PEDIDO A: No texto sobre a teoria marxista e a Sociologia do Direito, o pensamento de qual autor serve de referencial teórico?

BLOCO DE TEXTO:
==============================
A importância da teoria marxista para a Sociologia do Direito

REVISTA SOCIOLOGIA JURÍDICA – ISSN: 1809-2721

Número 15 – Julho/Dezembro 2012

A importância da teoria marxista para a Sociologia do Direito

Márcio Bonini Notari – Bacharel em direito pela Universidade Católica de Pelotas, UCPEL/RS. Advogado. Pós – Graduado em Direito e Processo do Trabalho pela Faculdade Atlântico Sul, Pelotas/RS. Participante  do Grupo de Estudos em Hannah Arendt pela UFPEL/RS, sob a coordenação da Prof. Dra. Sônia Maria Schio. Mestrando em Direito pela Universidade de Santa Cruz do Sul – UNISC/RS.

Email: marciobnotari@gmail.com.

Guilherme Estima Giacobbo – Mestrando em Direito pela Universidade de Santa Cruz do Sul – UNISC. Participante do grupo de estudos Gestão Local e Políticas Públicas. Especialista em Direito Público pela Universidade Anhanguera – UNIDERP.  Bacharel em Direito pela Universidade federal do Rio Grande. Servidor Público Federal – FURG.

Email: Guilhermegiacobbo@gmail.com

Resumo: O presente artigo busca averiguar a importância do direito enquanto instrumento institucionalizado de controle social. No contexto jurídico, as regras estabelecem padrões de conduta a que os membros de um grupo se acham subordinados de forma coativa. O jurista seja advogado, promotor, juiz, professor, acaba tendo um mundo á parte, formalista e legalista, que muitas vezes está desconectado da realidade social em que vive, sendo importante buscar em outras matrizes das ciências humanas, in casu, a sociologia do direito, uma nova maneira de compreender o desenvolvimento do direito e suas relações jurídicas, históricas, sociais e econômicas, desprovido de idéias fixas e pré-concebidas. Em razão disso, buscamos fazer o caminho inverso: estudar o direito em conjunto com a sociologia, a partir da práxis e das contradições sociais tendo como referencial teórico o pensamento de Karl Marx.
==============================
DADOS FORNECIDOS:
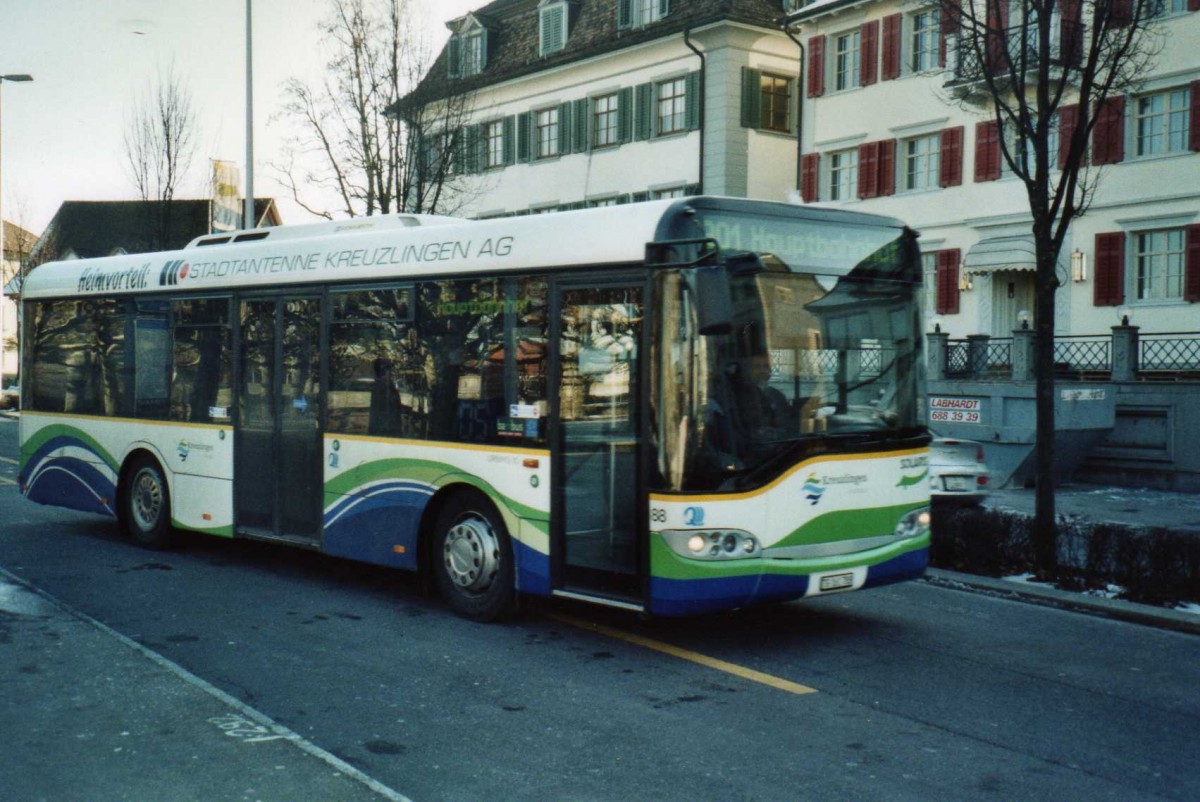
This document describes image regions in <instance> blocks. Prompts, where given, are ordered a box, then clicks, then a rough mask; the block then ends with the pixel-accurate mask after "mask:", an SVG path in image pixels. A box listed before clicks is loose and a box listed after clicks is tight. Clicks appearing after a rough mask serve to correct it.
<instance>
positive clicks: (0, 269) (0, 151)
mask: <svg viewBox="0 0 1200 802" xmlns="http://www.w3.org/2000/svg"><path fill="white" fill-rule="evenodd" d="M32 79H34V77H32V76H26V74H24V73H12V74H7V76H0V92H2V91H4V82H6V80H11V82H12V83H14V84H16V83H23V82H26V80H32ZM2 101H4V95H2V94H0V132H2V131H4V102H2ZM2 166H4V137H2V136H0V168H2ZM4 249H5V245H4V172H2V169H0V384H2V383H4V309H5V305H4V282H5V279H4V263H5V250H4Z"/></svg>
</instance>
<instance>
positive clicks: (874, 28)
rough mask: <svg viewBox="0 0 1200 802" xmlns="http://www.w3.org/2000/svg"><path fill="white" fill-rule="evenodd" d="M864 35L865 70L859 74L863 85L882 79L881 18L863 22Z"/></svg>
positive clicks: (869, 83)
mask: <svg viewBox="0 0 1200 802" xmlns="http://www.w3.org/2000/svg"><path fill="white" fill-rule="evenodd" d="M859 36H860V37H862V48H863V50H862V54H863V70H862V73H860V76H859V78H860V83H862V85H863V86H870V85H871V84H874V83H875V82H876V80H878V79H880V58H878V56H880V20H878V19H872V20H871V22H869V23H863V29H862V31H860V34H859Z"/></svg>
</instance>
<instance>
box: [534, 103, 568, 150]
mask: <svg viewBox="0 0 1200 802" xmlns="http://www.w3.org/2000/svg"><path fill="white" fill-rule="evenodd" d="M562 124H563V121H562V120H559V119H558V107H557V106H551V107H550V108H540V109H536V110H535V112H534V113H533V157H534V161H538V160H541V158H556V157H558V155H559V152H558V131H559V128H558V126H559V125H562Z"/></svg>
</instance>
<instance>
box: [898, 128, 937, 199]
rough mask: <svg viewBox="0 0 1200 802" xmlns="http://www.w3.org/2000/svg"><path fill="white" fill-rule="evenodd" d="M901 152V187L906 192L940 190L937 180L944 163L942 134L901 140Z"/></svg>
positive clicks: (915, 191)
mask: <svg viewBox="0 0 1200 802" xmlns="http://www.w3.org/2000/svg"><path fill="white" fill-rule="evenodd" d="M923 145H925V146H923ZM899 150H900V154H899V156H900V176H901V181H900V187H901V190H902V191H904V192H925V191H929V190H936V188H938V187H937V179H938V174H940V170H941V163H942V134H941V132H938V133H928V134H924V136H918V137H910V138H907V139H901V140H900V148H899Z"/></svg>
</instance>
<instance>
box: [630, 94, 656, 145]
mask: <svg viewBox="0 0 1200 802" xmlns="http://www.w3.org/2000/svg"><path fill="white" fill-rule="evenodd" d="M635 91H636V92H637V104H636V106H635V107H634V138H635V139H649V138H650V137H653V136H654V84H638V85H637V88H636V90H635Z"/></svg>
==============================
PEDIDO B: Reescreva como uma lista JSON de strings as linhas da listagem, começando no início da listagem e terminando na linha que contém "positive clicks: (0, 269) (0, 151)", com as duas pontas incluídas. Use uma string por linha, deixe de fora as linhas em branco e não inclua as imagens.

SOLUÇÃO DETALHADA A: O referencial teórico é o pensamento de Karl Marx.

SOLUÇÃO DETALHADA B:
[
  "This document describes image regions in <instance> blocks. Prompts, where given, are ordered a box, then clicks, then a rough mask; the block then ends with the pixel-accurate mask after \"mask:\", an SVG path in image pixels. A box listed before clicks is loose and a box listed after clicks is tight. Clicks appearing after a rough mask serve to correct it.",
  "<instance>",
  "positive clicks: (0, 269) (0, 151)"
]